_Exercise_: Render the lines below as a numbered list, leaving out any blank lines.

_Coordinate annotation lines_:
───
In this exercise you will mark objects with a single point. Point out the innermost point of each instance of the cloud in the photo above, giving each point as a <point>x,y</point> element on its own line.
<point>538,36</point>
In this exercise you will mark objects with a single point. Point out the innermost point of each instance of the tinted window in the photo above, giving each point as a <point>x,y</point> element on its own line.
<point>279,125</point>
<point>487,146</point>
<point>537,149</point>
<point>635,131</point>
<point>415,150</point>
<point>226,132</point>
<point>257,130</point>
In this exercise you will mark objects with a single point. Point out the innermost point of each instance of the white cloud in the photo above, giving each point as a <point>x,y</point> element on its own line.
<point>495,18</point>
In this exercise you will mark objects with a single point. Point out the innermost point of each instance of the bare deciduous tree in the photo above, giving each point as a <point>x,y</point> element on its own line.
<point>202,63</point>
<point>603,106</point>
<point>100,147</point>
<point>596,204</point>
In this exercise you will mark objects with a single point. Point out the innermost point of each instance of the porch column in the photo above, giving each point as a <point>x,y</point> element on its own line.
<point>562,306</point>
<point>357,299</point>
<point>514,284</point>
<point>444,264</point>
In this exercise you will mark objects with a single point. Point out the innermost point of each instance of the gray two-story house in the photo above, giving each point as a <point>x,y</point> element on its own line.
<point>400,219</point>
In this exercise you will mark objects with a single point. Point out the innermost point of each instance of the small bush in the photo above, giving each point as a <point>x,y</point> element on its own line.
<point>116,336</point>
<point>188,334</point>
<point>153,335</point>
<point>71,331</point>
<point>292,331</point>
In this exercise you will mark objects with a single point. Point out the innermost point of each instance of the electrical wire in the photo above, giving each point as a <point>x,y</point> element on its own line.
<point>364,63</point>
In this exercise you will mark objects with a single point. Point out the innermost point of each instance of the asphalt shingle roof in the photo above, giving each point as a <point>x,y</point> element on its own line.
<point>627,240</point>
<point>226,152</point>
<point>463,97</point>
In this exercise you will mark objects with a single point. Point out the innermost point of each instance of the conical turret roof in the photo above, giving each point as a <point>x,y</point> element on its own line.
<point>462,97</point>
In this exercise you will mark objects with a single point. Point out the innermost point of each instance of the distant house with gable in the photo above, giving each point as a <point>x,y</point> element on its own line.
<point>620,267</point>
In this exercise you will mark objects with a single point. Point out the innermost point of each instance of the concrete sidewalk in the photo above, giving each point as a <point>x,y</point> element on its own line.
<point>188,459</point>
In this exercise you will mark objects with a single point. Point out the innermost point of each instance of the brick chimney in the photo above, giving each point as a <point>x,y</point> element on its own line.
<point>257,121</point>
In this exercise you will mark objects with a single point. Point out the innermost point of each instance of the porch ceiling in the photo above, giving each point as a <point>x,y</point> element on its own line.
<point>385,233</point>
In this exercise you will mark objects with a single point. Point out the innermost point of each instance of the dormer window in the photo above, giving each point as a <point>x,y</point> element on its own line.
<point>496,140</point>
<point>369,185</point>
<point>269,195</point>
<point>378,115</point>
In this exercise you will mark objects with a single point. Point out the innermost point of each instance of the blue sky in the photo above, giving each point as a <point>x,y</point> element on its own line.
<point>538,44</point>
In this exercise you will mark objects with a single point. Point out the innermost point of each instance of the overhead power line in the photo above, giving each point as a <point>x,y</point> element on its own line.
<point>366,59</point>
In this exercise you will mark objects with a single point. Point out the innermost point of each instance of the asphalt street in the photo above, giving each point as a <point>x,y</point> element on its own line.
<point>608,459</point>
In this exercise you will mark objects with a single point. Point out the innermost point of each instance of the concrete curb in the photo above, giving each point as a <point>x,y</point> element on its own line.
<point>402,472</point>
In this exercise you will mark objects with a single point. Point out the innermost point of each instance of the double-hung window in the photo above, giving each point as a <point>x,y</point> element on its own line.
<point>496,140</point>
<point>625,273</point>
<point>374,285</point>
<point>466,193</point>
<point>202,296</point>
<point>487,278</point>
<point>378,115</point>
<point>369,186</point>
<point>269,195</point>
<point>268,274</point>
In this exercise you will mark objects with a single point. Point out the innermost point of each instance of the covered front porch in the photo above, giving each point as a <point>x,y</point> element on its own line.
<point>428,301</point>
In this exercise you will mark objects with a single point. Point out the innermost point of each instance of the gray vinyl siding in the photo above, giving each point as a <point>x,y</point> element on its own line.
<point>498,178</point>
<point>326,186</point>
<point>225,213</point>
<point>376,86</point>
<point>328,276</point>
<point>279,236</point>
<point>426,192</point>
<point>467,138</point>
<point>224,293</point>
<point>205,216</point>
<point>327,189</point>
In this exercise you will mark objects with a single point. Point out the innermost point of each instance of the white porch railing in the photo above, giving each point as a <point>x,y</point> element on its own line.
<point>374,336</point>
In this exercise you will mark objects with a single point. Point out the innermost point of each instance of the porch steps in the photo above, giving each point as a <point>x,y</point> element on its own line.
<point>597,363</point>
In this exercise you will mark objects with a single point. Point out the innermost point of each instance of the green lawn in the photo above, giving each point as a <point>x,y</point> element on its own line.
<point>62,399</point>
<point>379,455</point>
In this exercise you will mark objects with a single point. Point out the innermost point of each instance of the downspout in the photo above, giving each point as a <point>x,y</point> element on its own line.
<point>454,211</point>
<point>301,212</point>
───
_Output below_:
1. In this exercise you will mark objects with a single point. Point out the innermost point of each instance of the cloud in the photo above, giving each point as a <point>x,y</point> element on its own line.
2. <point>538,36</point>
3. In this exercise you will mark objects with a single point. Point out the innermost point of each instance of the tinted window in the photo above, giving each point as a <point>x,y</point> element on its own line.
4. <point>279,125</point>
5. <point>487,146</point>
6. <point>537,149</point>
7. <point>635,131</point>
8. <point>415,150</point>
9. <point>226,132</point>
10. <point>257,130</point>
11. In this exercise you will mark objects with a single point. Point out the innermost point of each instance of the white cloud in the photo above, giving each point as a <point>x,y</point> element on its own line.
12. <point>495,18</point>
13. In this exercise you will mark objects with a single point. Point out the innermost point of each instance of the bare deciduous tree in the photo above, giving each point as a <point>x,y</point> element on its own line.
14. <point>202,63</point>
15. <point>603,106</point>
16. <point>100,147</point>
17. <point>596,204</point>
18. In this exercise you will mark objects with a single point. Point out the innermost point of each instance of the porch column in the photo above, giving each point as a <point>x,y</point> element on its own line.
19. <point>562,306</point>
20. <point>357,299</point>
21. <point>514,284</point>
22. <point>444,264</point>
23. In this exercise you will mark objects with a single point. Point out the innermost point of each instance of the gray two-story house in the photo above, giving each point as a <point>x,y</point> element on its own line.
24. <point>400,219</point>
25. In this exercise you will mark objects with a single point. Point out the innermost point of each instance of the small bush in the photo above, giving each point as a <point>x,y</point> element on its own line.
26. <point>116,336</point>
27. <point>188,334</point>
28. <point>153,335</point>
29. <point>71,331</point>
30. <point>292,331</point>
31. In this exercise you will mark objects with a single point. Point out the innermost point of each instance of the electrical wire in the photo above, giving each point as a <point>x,y</point> element on its own line.
32. <point>364,63</point>
33. In this exercise you will mark objects with a single point. Point out the innermost point of each instance of the asphalt shingle roof in the photo above, giving each point as a <point>x,y</point> element on its own line.
34. <point>627,240</point>
35. <point>226,152</point>
36. <point>463,97</point>
37. In this exercise you will mark objects with a single point. Point out the innermost point of each instance of the conical turret roof in the photo above, giving each point as a <point>x,y</point> element on its own line.
38. <point>462,97</point>
39. In this exercise you will mark objects with a single point. Point out the innermost point of each instance of the distant house with gable in the photo above, giving each point as a <point>x,y</point> element on its own line.
40. <point>620,267</point>
41. In this exercise you will mark objects with a single point. Point out the innermost point of each instance of the concrete sidewalk in the photo above, giving each point as a <point>x,y</point> element on its own line.
42. <point>188,459</point>
43. In this exercise you will mark objects with a single point. Point out the innermost point of each instance of the brick chimney in the photo above, giving each point as a <point>x,y</point> element on its own line.
44. <point>257,121</point>
45. In this exercise you will mark objects with a single point. Point out the innermost point of each instance of the porch ceiling in the photo above, giving each point as a <point>x,y</point> element on its own line.
46. <point>385,233</point>
47. In this exercise you will mark objects with a single point. Point out the innermost point of each instance of the dormer window in the photo above, giving each point as a <point>x,y</point> element on its own line.
48. <point>496,140</point>
49. <point>369,185</point>
50. <point>269,195</point>
51. <point>378,115</point>
52. In this exercise you will mark objects with a single point. Point out the innermost point of each instance of the blue sky in the photo above, giving each point as a <point>x,y</point> element on its own line.
53. <point>538,44</point>
54. In this exercise you will mark objects with a single point. Point out the innermost point of each instance of the overhead power line in the photo above, giving each point as a <point>x,y</point> element on its own line.
55. <point>366,59</point>
56. In this exercise you will mark objects with a single point. Point out the innermost point of each instance of the asphalt street in the photo above, giving each point as a <point>x,y</point> element on its own line.
57. <point>608,459</point>
58. In this exercise you will mark objects with a single point. Point out the innermost point of each instance of the concrete curb in the photo above, giving each point as a <point>x,y</point> element on its own line.
59. <point>402,472</point>
60. In this exercise you will mark objects with a single point. Point out the innermost point of each instance of the double-hung window in the photo above, giving each point as a <point>x,y</point> element on its own line.
61. <point>496,140</point>
62. <point>625,273</point>
63. <point>374,285</point>
64. <point>466,193</point>
65. <point>202,296</point>
66. <point>487,278</point>
67. <point>378,115</point>
68. <point>369,186</point>
69. <point>269,195</point>
70. <point>268,274</point>
71. In this exercise you will mark objects with a single point. Point out the innermost point of each instance of the covered front porch in the photo above, giving each point as a <point>x,y</point> element on its own line.
72. <point>428,301</point>
73. In this exercise you will mark objects with a single point. Point out the innermost point of each instance of the gray vinyl siding in the photo above, giving each point as a <point>x,y</point> element on its own line.
74. <point>498,178</point>
75. <point>326,186</point>
76. <point>225,213</point>
77. <point>376,86</point>
78. <point>328,276</point>
79. <point>279,236</point>
80. <point>426,192</point>
81. <point>467,138</point>
82. <point>224,293</point>
83. <point>205,216</point>
84. <point>327,189</point>
85. In this exercise you will mark objects with a single point. Point out the innermost point of each instance of the white porch railing in the photo above, giving each point as a <point>x,y</point> element on its own line.
86. <point>374,336</point>
87. In this exercise you will mark objects with a single point. Point out the innermost point of each instance of the porch steps in the photo above, giving each point as a <point>x,y</point> element on its own line.
88. <point>597,363</point>
89. In this exercise you will mark objects with a single point. Point out the innermost point of each instance of the green lawn in the photo above, giving each point as a <point>x,y</point> element on its own line.
90. <point>62,399</point>
91. <point>379,455</point>
92. In this exercise you will mark objects with a single point. Point out the innermost point of each instance of the downspout in the photo above, giving each point as a <point>x,y</point> element on its own line.
93. <point>454,211</point>
94. <point>301,212</point>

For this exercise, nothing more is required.